TASK MATERIAL:
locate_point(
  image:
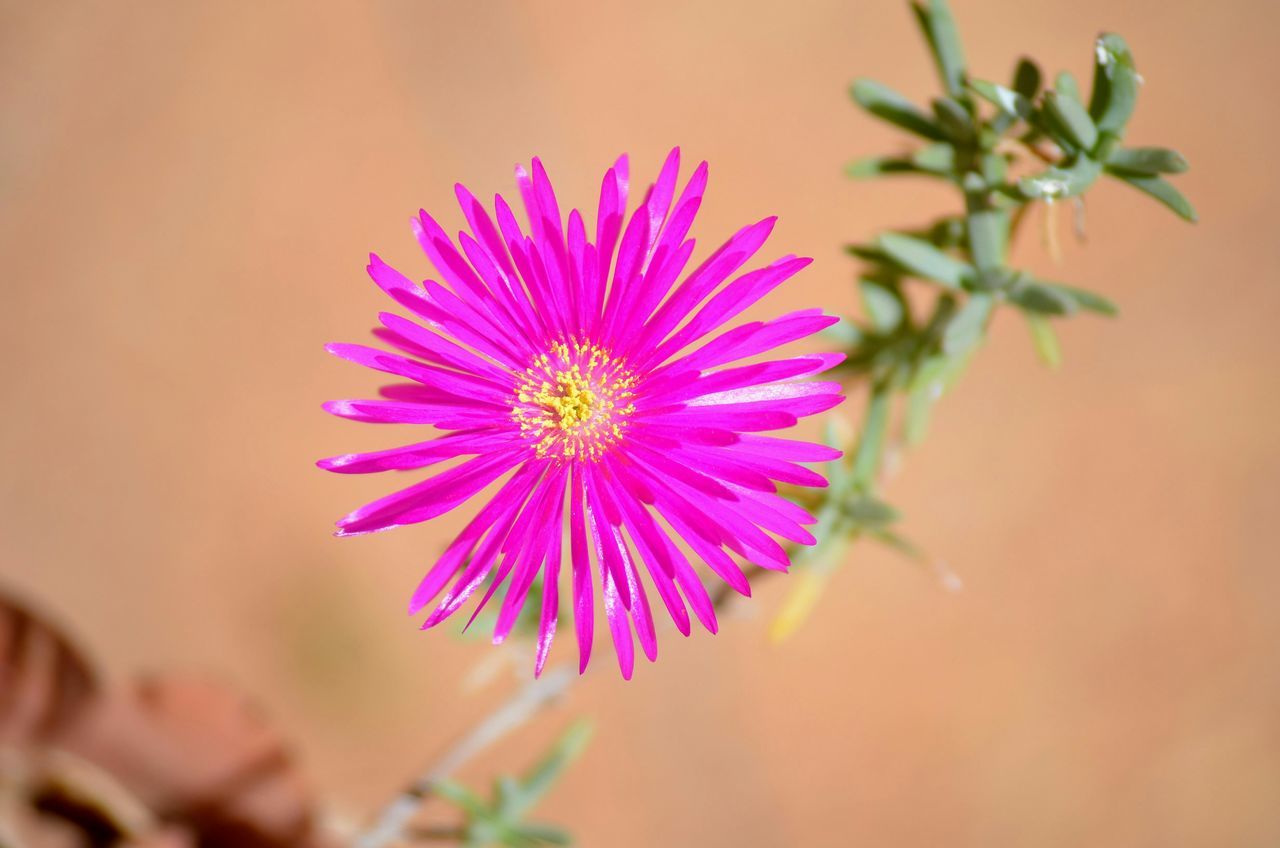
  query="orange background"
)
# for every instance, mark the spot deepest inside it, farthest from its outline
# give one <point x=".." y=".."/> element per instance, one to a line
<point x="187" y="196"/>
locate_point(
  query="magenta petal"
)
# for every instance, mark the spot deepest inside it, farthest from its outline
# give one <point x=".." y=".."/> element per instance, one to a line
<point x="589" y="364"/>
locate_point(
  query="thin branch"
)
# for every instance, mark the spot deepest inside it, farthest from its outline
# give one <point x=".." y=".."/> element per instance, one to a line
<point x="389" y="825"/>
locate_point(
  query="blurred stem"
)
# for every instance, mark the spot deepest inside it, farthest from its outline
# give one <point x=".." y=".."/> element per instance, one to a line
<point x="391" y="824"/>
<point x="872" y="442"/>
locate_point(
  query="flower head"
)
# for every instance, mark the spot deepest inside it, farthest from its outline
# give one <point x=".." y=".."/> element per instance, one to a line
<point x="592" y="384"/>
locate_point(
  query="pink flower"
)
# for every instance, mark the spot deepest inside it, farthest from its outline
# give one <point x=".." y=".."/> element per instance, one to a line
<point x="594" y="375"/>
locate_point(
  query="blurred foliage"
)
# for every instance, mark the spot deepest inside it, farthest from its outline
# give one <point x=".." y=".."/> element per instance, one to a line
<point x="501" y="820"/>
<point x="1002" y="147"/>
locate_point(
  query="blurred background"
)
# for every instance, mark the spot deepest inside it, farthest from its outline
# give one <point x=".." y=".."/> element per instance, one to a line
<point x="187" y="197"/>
--
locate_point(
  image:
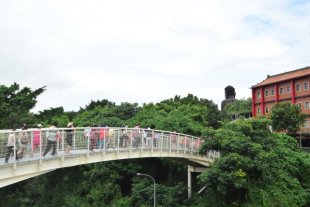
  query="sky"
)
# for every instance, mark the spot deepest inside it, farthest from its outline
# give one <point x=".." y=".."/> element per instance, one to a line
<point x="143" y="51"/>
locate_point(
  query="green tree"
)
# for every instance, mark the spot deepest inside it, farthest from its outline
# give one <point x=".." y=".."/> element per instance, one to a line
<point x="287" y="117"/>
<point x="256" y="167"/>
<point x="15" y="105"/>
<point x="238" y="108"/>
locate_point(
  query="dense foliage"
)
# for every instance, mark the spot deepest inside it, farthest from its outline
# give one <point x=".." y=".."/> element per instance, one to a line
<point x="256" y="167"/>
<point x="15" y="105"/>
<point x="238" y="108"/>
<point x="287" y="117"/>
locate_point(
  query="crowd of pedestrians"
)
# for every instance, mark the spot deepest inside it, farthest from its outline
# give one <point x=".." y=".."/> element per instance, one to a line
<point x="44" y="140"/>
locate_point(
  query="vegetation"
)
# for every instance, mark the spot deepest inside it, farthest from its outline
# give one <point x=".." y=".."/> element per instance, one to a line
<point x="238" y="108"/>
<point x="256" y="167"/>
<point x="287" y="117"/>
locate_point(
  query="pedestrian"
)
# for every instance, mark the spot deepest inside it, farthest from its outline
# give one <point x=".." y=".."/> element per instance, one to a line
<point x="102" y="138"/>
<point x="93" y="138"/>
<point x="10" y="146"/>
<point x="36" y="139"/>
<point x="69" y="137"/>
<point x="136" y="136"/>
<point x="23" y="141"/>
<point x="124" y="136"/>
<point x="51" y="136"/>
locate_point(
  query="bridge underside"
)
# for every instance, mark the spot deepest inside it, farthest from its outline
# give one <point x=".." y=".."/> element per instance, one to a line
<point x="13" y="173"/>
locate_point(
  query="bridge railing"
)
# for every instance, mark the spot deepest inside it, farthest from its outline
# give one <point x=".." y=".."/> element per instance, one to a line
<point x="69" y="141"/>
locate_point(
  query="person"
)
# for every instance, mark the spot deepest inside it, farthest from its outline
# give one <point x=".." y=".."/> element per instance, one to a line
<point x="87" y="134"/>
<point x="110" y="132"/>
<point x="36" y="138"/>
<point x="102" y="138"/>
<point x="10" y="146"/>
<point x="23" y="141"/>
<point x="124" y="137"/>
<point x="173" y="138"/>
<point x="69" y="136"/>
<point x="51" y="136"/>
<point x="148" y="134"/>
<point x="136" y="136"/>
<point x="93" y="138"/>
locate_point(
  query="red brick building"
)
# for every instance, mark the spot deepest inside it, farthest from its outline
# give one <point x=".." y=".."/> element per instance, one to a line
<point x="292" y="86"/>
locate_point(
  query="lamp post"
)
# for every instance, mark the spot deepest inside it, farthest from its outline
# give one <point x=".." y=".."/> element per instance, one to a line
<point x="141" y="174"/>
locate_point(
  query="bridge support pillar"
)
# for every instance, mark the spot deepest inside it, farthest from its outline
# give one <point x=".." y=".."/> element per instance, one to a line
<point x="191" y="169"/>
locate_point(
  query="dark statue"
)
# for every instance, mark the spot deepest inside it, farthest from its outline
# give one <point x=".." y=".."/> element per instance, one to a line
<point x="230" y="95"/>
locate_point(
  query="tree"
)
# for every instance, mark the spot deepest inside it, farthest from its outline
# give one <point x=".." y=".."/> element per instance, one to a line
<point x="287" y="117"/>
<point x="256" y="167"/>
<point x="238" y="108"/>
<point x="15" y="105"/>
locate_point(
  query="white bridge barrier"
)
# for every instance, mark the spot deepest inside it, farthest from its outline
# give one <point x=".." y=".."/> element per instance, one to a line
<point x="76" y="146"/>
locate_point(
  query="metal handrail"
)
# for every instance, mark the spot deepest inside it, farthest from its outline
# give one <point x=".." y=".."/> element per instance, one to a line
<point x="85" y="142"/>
==
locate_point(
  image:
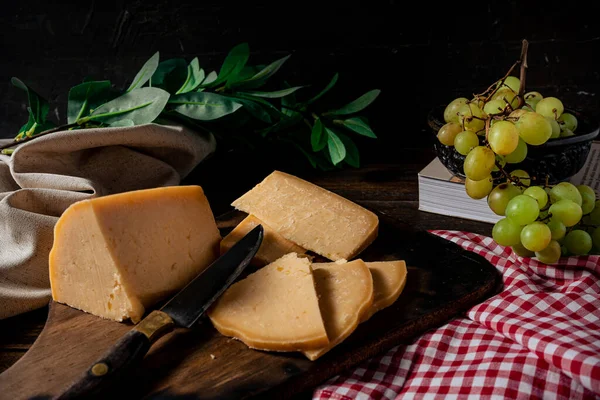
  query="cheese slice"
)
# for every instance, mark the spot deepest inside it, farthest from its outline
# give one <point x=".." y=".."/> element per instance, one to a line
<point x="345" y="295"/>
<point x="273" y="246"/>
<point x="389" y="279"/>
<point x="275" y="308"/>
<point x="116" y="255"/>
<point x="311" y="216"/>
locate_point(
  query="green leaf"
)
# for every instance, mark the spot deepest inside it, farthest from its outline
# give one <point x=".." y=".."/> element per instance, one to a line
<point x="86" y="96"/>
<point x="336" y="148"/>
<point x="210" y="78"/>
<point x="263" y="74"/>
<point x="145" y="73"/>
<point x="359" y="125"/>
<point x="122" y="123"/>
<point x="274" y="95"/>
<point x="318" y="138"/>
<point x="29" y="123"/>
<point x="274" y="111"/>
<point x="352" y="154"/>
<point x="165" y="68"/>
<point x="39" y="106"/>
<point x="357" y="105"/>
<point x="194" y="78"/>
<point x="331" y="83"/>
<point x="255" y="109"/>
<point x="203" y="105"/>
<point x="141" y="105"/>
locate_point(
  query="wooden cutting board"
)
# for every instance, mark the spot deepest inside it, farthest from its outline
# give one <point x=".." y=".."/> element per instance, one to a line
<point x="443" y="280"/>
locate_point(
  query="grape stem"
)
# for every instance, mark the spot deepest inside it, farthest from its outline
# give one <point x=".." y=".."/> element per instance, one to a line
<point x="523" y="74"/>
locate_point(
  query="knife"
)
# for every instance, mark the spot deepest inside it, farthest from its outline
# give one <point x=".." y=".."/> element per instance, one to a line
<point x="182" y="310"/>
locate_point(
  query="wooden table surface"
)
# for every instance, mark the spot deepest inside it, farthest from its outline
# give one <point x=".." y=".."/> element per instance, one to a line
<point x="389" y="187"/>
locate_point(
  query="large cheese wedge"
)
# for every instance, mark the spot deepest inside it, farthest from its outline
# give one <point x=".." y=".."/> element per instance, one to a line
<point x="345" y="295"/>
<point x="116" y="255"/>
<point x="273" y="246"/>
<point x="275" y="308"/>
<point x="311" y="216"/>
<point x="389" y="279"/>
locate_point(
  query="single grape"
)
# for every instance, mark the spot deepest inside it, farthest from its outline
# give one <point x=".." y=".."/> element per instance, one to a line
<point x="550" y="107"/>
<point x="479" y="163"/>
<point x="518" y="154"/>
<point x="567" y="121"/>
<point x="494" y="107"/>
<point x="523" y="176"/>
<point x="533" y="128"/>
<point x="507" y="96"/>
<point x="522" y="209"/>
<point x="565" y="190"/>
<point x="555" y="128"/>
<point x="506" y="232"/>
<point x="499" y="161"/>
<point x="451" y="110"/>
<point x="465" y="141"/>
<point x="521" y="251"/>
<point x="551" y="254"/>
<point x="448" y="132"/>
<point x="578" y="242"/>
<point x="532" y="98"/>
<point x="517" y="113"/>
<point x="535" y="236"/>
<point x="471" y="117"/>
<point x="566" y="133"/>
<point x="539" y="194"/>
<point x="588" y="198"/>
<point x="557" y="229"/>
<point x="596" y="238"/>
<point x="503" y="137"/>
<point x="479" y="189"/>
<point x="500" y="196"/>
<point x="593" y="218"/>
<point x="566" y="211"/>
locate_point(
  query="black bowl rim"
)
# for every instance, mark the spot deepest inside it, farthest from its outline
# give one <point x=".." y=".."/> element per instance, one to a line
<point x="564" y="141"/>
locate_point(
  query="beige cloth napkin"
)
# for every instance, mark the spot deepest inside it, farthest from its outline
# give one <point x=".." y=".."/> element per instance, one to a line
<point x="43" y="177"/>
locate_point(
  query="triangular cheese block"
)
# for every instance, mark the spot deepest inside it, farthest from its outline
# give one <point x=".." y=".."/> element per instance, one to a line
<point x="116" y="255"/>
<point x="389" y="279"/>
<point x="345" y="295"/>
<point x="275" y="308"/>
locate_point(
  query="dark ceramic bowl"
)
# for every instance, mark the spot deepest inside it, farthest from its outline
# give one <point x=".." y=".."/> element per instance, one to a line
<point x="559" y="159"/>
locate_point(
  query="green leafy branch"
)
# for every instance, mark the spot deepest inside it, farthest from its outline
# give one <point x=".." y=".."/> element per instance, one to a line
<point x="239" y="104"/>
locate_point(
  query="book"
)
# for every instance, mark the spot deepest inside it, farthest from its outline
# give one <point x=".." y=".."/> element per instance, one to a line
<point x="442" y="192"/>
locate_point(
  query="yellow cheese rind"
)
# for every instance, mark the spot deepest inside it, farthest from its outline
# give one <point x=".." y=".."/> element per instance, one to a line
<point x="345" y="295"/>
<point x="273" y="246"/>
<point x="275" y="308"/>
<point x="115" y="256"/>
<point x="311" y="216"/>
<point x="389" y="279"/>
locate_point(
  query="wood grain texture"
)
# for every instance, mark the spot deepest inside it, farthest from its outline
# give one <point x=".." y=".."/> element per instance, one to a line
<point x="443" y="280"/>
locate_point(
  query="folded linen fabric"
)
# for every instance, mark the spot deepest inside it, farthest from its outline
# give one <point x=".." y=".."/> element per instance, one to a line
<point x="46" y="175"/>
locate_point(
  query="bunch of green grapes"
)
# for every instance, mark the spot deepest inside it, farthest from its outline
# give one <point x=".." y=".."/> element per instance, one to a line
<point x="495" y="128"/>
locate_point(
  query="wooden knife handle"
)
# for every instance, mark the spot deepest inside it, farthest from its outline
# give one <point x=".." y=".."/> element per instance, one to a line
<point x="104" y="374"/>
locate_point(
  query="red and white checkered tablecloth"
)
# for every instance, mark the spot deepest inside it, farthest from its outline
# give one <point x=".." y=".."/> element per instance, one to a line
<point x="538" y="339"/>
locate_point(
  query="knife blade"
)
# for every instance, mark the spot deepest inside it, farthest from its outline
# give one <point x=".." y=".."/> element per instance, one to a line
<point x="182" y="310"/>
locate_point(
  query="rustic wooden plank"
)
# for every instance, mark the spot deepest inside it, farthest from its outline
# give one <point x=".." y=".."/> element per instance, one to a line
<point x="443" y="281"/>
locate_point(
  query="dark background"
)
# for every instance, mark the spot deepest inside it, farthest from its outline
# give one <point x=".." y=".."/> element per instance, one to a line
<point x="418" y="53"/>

TO BE DONE:
State how many lines in the items above contain the string "bowl". Respond with the number alone.

RESPONSE TO THIS TASK:
2